* Begin Source records *
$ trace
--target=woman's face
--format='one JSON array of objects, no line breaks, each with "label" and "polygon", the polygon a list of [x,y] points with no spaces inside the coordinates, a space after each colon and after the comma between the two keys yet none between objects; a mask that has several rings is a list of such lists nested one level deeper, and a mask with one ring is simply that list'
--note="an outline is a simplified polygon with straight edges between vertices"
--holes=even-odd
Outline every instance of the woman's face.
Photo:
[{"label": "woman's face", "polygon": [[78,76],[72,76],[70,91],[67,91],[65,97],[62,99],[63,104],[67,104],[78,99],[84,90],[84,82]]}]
* End Source records *
Express the lines from the first one through the line containing "--holes=even-odd", both included, as a numbered list, omitting any blank lines.

● **Response below**
1. $ trace
2. --target=woman's face
3. --format='one JSON array of objects, no line breaks, each with "label" and "polygon", the polygon a list of [x,y] points with no spaces inside the coordinates, a space after each colon and after the comma between the two keys yet none between objects; a mask that has several rings is a list of such lists nested one level deeper, and a mask with one ring is simply that list'
4. --note="an outline is a simplified polygon with straight edges between vertices"
5. --holes=even-odd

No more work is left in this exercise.